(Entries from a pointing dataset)
--------

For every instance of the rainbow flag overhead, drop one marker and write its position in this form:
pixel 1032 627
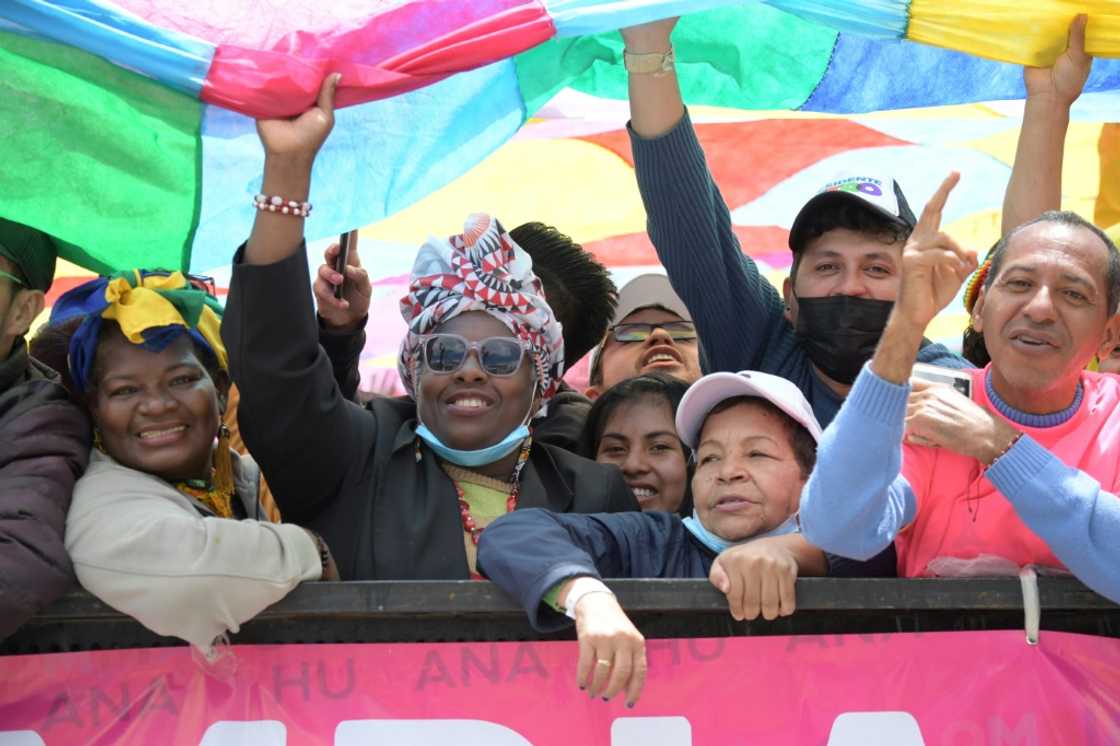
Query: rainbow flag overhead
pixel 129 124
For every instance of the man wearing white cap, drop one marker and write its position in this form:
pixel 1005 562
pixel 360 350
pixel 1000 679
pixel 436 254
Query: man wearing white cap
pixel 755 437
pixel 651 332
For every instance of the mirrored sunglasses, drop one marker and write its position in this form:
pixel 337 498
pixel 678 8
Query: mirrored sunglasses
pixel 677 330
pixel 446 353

--------

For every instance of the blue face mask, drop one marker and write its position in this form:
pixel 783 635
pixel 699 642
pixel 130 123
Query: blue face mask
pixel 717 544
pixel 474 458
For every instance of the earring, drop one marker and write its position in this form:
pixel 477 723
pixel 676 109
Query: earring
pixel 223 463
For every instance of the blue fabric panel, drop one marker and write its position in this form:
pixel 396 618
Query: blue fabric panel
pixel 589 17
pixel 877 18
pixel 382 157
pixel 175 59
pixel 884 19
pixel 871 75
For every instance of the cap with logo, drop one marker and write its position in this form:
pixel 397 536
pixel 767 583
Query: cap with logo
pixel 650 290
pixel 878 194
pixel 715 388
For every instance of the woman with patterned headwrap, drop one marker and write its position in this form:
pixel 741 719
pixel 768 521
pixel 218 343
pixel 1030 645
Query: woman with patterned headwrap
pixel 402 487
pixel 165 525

--------

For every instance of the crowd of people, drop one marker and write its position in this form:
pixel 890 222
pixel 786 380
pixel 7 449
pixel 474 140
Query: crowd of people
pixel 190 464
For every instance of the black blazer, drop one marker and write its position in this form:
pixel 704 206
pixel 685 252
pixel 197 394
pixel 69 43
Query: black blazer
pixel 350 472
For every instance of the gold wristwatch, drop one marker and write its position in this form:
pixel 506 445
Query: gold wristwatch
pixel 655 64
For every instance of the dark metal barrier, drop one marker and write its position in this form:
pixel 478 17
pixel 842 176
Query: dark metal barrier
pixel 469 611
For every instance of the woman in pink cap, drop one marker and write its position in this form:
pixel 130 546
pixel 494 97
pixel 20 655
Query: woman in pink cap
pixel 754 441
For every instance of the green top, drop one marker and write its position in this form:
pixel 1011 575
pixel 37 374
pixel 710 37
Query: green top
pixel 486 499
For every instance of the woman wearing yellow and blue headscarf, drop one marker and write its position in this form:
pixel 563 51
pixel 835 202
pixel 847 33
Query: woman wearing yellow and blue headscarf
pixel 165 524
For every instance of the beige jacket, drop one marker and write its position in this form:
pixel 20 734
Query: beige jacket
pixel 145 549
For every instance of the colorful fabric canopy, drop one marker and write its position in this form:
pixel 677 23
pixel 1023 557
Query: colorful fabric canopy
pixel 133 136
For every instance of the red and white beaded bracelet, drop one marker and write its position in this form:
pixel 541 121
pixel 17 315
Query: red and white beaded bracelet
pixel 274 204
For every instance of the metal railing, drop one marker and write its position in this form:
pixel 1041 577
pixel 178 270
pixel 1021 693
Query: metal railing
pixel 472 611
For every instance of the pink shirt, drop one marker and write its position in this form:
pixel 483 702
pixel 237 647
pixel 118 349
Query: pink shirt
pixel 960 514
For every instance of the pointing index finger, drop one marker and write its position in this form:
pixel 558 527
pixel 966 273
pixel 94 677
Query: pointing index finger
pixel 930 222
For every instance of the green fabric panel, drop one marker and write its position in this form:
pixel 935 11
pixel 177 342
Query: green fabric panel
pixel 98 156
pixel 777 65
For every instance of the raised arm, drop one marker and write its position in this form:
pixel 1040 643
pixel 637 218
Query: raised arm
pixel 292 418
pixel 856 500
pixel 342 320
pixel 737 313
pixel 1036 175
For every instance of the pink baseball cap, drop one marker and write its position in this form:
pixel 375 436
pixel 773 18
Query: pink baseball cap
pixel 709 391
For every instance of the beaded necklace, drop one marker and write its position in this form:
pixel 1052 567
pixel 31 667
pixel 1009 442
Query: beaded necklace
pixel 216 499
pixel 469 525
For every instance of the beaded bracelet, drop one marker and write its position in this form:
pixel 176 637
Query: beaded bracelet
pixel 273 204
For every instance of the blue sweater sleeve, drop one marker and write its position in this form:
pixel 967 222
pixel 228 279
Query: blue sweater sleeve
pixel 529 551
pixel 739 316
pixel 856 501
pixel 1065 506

--------

Give everything in the records from the line containing "For every instance of the black" down to the line containing "pixel 960 514" as a Markdown table with the columns No. and Line. Put one line per row with its row number, and leave out blank lines.

| No. | Line |
|---|---|
| 1 | For every instance of the black blazer, drop one marker and write its position in this form: |
| 2 | pixel 704 206 |
| 3 | pixel 685 252 |
| 4 | pixel 197 394 |
| 5 | pixel 69 43 |
| 6 | Query: black blazer |
| 7 | pixel 350 472 |
| 8 | For every instance of the gold wristwatch, drop one marker and write its position in this form: |
| 9 | pixel 506 445 |
| 10 | Query: gold wristwatch |
| 11 | pixel 655 64 |
| 12 | For every instance of the dark metal barrier, drop one marker and write its position in this form: |
| 13 | pixel 478 17 |
| 14 | pixel 842 176 |
| 15 | Query: dark metal barrier |
| 16 | pixel 469 611 |
| 17 | For every instance of the woman in pink cap, drop one marker and write its position in this form: |
| 18 | pixel 130 546 |
| 19 | pixel 494 97 |
| 20 | pixel 20 655 |
| 21 | Query: woman in pink cap |
| 22 | pixel 754 441 |
| 23 | For every instance of the green top, drop one marker and write its position in this form: |
| 24 | pixel 1011 575 |
| 25 | pixel 37 374 |
| 26 | pixel 710 37 |
| 27 | Query: green top |
| 28 | pixel 486 499 |
| 29 | For every instance of the woman wearing yellow and blue headscarf, drop one marker and write its position in this form: |
| 30 | pixel 563 51 |
| 31 | pixel 835 202 |
| 32 | pixel 847 33 |
| 33 | Query: woman wearing yellow and blue headscarf |
| 34 | pixel 165 524 |
| 35 | For every instance of the beige jacket, drop one marker and write its position in this form: |
| 36 | pixel 20 734 |
| 37 | Query: beige jacket |
| 38 | pixel 145 549 |
| 39 | For every instance of the colorful fabric canopy, drop one marker and write its position in this form: |
| 40 | pixel 677 23 |
| 41 | pixel 1023 557 |
| 42 | Query: colorful fabric canopy |
| 43 | pixel 133 136 |
| 44 | For every instance of the red and white beaded bracelet, drop one marker and write its position in this form: |
| 45 | pixel 541 121 |
| 46 | pixel 17 315 |
| 47 | Query: red and white beaded bracelet |
| 48 | pixel 274 204 |
| 49 | For every instance of the metal railing, drop one marker and write its position in this form: |
| 50 | pixel 1041 577 |
| 51 | pixel 178 270 |
| 52 | pixel 1021 693 |
| 53 | Query: metal railing |
| 54 | pixel 472 611 |
| 55 | For every instance of the pink shirt, drop one marker and write its position in this form: |
| 56 | pixel 483 702 |
| 57 | pixel 237 647 |
| 58 | pixel 118 349 |
| 59 | Query: pink shirt |
| 60 | pixel 960 514 |